§ Given problem
Below are some records: retype them all exactly, but not the pictures.

§ Image point annotation entries
*****
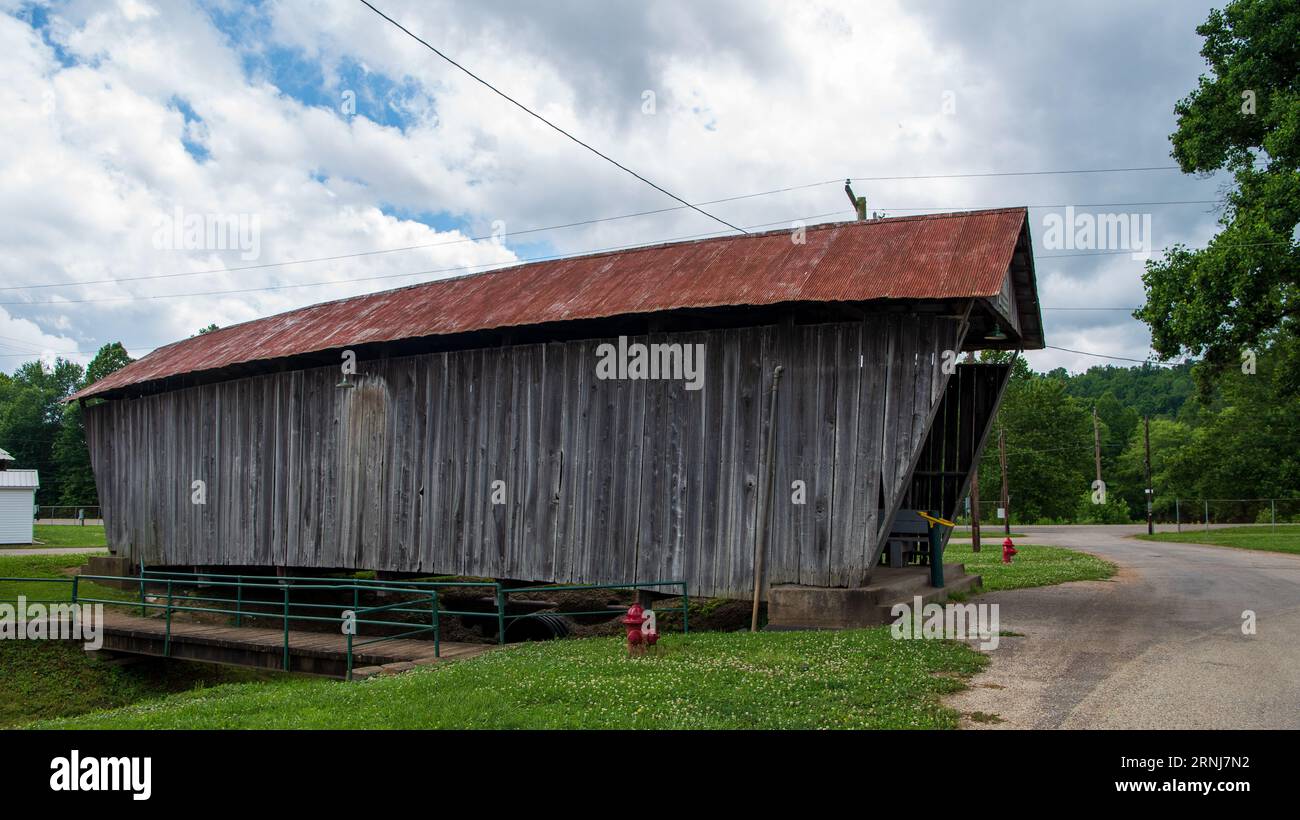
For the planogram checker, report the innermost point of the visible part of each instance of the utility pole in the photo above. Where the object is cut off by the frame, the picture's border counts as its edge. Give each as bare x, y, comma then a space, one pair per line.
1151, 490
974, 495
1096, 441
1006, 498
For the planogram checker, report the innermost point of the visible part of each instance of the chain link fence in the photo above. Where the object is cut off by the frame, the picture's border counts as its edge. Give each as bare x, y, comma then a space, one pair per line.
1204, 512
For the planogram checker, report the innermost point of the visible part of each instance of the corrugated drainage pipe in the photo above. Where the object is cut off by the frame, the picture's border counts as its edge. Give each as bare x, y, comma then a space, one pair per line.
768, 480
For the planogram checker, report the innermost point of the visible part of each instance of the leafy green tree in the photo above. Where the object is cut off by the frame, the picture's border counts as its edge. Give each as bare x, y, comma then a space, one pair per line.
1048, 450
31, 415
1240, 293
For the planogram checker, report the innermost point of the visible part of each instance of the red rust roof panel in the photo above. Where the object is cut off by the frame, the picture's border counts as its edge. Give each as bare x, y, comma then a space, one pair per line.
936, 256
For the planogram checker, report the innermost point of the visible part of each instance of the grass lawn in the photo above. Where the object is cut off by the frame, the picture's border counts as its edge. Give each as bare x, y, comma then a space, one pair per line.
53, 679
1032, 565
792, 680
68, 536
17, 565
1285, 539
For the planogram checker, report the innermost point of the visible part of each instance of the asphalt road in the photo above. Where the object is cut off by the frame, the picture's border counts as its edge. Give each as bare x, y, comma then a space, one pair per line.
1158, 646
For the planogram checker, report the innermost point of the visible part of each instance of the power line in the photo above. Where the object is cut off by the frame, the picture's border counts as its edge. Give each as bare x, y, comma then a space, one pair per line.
*****
§ Output for this task
For the planogram checker, report the innermost point of the visible part of each instance of the utility pole in the photo above. Where the object is cut off by the frame, the picture's border counts as its edge. Give each as bare x, y, comma then a space, one pair per line.
1151, 490
974, 495
1096, 441
1006, 498
For the planogram checker, report the innermost point of the visible part of each instance of the chain link fence in the photo above. Where the object is cut off by the frame, the picture's border counts as its edge. Give each as bare x, y, comma then a space, one pair per line.
1204, 512
For the planogram checker, report the innermost point of the visible part of each instance of the corrugated drainage pipe in the photo above. Where the object is cut off by the frame, the picture's border counts as its edge. Give each as bare x, y, comma then a space, one pair per line.
768, 480
For the planogram checker, report the innermost point of the visible part of each instance of the leafy green tree in the photo above. Where the object is cut off by the frame, the picture's border counts as its edge. Give each as bare x, y, comma then a space, one pair per line.
1048, 450
31, 415
1240, 293
For the planogram checker, report the innermost point of the visible part of each instance of the red rust roof panel in the photo above. Where the object is cut off by the frame, the picture's border counts as its edge. Give each as bare x, y, comma then a space, one pair per line.
936, 256
For the planogram checker, report the innermost point of the visible part of each instance of the grass lawn in the photo above. Where the object is cut off by the frame, the picture's border counts as its edge. Give each as bare x, y, comma then a space, one pair per line.
53, 679
1032, 565
792, 680
68, 536
17, 565
1285, 539
For the planogram checker, report the innermost point of the visible part of each instance of the asphalt road in the photo above. Where the object is cut off by the frame, the picture's border counts as its edge. Give each as bare x, y, comma then a space, one pair per line.
1158, 646
For the planogram checker, report the innermost point of the visible part of each instance of the power line in the photo above. Where the object is cut off by the frame, the picture's border counts as its edge. Give each as bare x, y, comma then a space, one pair per line.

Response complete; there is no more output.